Write out the entries, please, from the line containing "Drop a point on every instance of the dirt" through their final line, exactly and with nothing else.

Dataset excerpts on object pointing:
━━━━━━━━━━━━━━━━

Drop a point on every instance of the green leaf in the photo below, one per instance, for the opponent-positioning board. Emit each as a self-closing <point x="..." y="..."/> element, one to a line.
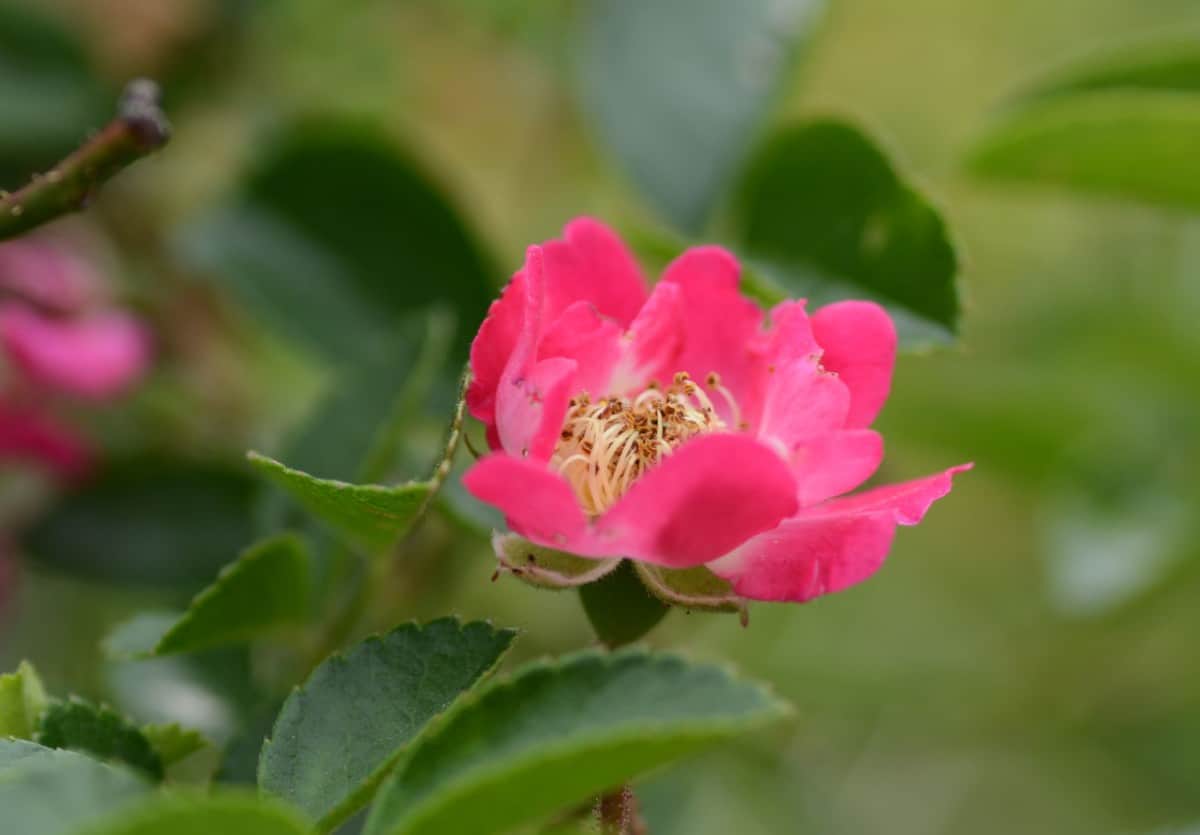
<point x="41" y="60"/>
<point x="546" y="568"/>
<point x="361" y="708"/>
<point x="336" y="234"/>
<point x="265" y="588"/>
<point x="619" y="607"/>
<point x="559" y="732"/>
<point x="173" y="742"/>
<point x="100" y="731"/>
<point x="370" y="515"/>
<point x="827" y="216"/>
<point x="22" y="701"/>
<point x="47" y="792"/>
<point x="149" y="522"/>
<point x="677" y="89"/>
<point x="1131" y="144"/>
<point x="696" y="588"/>
<point x="225" y="814"/>
<point x="1158" y="64"/>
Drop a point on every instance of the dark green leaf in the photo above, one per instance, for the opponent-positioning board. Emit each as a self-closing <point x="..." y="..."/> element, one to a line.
<point x="163" y="523"/>
<point x="558" y="733"/>
<point x="1121" y="143"/>
<point x="827" y="216"/>
<point x="268" y="587"/>
<point x="361" y="708"/>
<point x="47" y="792"/>
<point x="42" y="61"/>
<point x="22" y="701"/>
<point x="99" y="731"/>
<point x="696" y="588"/>
<point x="225" y="814"/>
<point x="546" y="568"/>
<point x="371" y="515"/>
<point x="678" y="88"/>
<point x="336" y="235"/>
<point x="619" y="607"/>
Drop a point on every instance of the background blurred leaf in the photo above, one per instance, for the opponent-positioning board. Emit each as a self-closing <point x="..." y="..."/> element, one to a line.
<point x="677" y="89"/>
<point x="559" y="732"/>
<point x="48" y="792"/>
<point x="100" y="732"/>
<point x="371" y="515"/>
<point x="41" y="61"/>
<point x="226" y="814"/>
<point x="149" y="522"/>
<point x="361" y="708"/>
<point x="828" y="217"/>
<point x="269" y="586"/>
<point x="1120" y="143"/>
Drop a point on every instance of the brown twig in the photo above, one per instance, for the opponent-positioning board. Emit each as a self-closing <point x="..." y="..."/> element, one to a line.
<point x="139" y="128"/>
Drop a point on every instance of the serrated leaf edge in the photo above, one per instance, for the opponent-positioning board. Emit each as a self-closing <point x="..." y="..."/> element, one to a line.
<point x="775" y="709"/>
<point x="341" y="811"/>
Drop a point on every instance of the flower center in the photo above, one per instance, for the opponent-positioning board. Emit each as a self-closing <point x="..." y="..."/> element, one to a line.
<point x="609" y="443"/>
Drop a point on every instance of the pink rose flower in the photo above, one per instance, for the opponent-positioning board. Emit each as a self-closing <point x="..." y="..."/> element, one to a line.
<point x="675" y="426"/>
<point x="55" y="328"/>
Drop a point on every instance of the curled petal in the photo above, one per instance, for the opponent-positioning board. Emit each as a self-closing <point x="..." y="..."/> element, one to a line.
<point x="589" y="263"/>
<point x="802" y="402"/>
<point x="593" y="341"/>
<point x="835" y="463"/>
<point x="831" y="546"/>
<point x="653" y="342"/>
<point x="859" y="344"/>
<point x="721" y="326"/>
<point x="705" y="499"/>
<point x="538" y="504"/>
<point x="94" y="356"/>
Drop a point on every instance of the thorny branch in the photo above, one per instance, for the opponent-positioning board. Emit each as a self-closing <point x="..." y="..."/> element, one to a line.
<point x="139" y="128"/>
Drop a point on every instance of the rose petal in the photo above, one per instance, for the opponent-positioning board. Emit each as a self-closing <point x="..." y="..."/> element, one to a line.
<point x="539" y="504"/>
<point x="835" y="463"/>
<point x="705" y="499"/>
<point x="593" y="341"/>
<point x="859" y="344"/>
<point x="94" y="356"/>
<point x="39" y="439"/>
<point x="592" y="264"/>
<point x="831" y="546"/>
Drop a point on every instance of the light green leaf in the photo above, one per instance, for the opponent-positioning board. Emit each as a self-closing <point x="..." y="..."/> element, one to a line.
<point x="546" y="568"/>
<point x="360" y="709"/>
<point x="371" y="515"/>
<point x="173" y="743"/>
<point x="225" y="814"/>
<point x="1158" y="64"/>
<point x="99" y="731"/>
<point x="47" y="792"/>
<point x="22" y="701"/>
<point x="559" y="732"/>
<point x="149" y="522"/>
<point x="823" y="214"/>
<point x="1119" y="143"/>
<point x="677" y="89"/>
<point x="268" y="587"/>
<point x="696" y="588"/>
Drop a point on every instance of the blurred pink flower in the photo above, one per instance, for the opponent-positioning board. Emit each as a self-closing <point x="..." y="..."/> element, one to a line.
<point x="94" y="355"/>
<point x="672" y="426"/>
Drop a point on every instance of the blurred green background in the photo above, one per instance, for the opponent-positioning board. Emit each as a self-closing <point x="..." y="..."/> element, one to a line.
<point x="1025" y="661"/>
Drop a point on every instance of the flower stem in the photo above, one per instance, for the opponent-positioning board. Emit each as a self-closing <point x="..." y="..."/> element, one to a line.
<point x="139" y="128"/>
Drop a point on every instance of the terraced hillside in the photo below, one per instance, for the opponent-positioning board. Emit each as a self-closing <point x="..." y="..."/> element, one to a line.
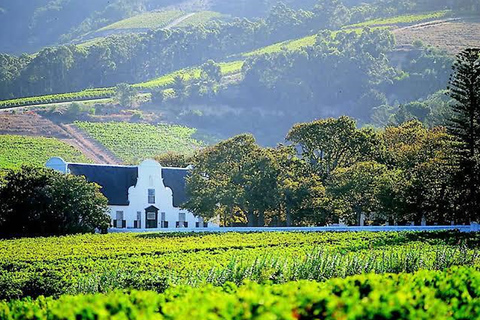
<point x="452" y="35"/>
<point x="133" y="142"/>
<point x="33" y="125"/>
<point x="16" y="151"/>
<point x="438" y="29"/>
<point x="151" y="21"/>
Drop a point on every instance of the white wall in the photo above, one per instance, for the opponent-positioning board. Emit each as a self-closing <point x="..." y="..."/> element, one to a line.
<point x="150" y="177"/>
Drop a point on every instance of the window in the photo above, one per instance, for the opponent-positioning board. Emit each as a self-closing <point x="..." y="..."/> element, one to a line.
<point x="119" y="220"/>
<point x="139" y="219"/>
<point x="150" y="215"/>
<point x="181" y="217"/>
<point x="151" y="196"/>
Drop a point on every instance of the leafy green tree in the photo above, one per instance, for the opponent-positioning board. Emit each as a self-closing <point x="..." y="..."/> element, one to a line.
<point x="355" y="190"/>
<point x="39" y="202"/>
<point x="464" y="89"/>
<point x="235" y="177"/>
<point x="332" y="143"/>
<point x="174" y="159"/>
<point x="299" y="191"/>
<point x="125" y="94"/>
<point x="211" y="71"/>
<point x="423" y="159"/>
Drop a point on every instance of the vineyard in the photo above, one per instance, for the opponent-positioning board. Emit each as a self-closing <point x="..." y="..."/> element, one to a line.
<point x="449" y="294"/>
<point x="402" y="20"/>
<point x="162" y="19"/>
<point x="199" y="18"/>
<point x="233" y="275"/>
<point x="16" y="151"/>
<point x="150" y="20"/>
<point x="227" y="68"/>
<point x="90" y="94"/>
<point x="133" y="142"/>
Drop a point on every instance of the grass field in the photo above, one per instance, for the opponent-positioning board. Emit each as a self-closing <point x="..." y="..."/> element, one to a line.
<point x="161" y="19"/>
<point x="260" y="275"/>
<point x="150" y="20"/>
<point x="165" y="81"/>
<point x="234" y="67"/>
<point x="134" y="142"/>
<point x="402" y="20"/>
<point x="199" y="18"/>
<point x="16" y="151"/>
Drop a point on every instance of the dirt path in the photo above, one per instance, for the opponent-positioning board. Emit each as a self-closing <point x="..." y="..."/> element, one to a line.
<point x="177" y="21"/>
<point x="89" y="147"/>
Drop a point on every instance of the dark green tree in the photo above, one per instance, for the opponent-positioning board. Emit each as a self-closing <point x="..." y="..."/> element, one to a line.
<point x="464" y="89"/>
<point x="125" y="94"/>
<point x="39" y="202"/>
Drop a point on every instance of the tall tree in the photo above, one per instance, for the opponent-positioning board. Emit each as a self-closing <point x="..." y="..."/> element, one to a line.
<point x="331" y="143"/>
<point x="464" y="89"/>
<point x="38" y="202"/>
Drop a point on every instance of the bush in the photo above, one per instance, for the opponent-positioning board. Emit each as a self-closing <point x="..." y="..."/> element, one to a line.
<point x="450" y="294"/>
<point x="38" y="201"/>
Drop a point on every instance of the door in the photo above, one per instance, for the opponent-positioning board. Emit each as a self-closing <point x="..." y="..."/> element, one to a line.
<point x="119" y="218"/>
<point x="151" y="220"/>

━━━━━━━━━━━━━━━━

- Full response:
Drop a point on every instance of the dirt path in the photo above, one per instance, for the opponent-positioning board. Emit each as a self-closing <point x="..." y="..."/> element, one to a line.
<point x="177" y="21"/>
<point x="89" y="147"/>
Drop a point on every instance of the dark green tree in the photo above, one per instance, for the opponent-positioning board. Emit each as a self-closing <point x="..." y="..."/> element, one to a line.
<point x="464" y="89"/>
<point x="125" y="94"/>
<point x="39" y="202"/>
Drop a point on every instance of the tall tree in the photo above, one per instance, for the opponent-positioning board. Emit each as a self-closing <point x="..." y="..."/> element, one to a line.
<point x="331" y="143"/>
<point x="464" y="89"/>
<point x="38" y="202"/>
Drop a point on every instance of the bush in the photo above, one per instance, for the opponent-positioning board. Emit each as a self-closing <point x="..." y="..."/> element, one to a line.
<point x="450" y="294"/>
<point x="38" y="201"/>
Drop a point on every instance of the door in the photo above, one per instance, for the opponent-positioning board. Emit each as a self-closing <point x="..." y="..."/> element, one to a line.
<point x="119" y="218"/>
<point x="151" y="220"/>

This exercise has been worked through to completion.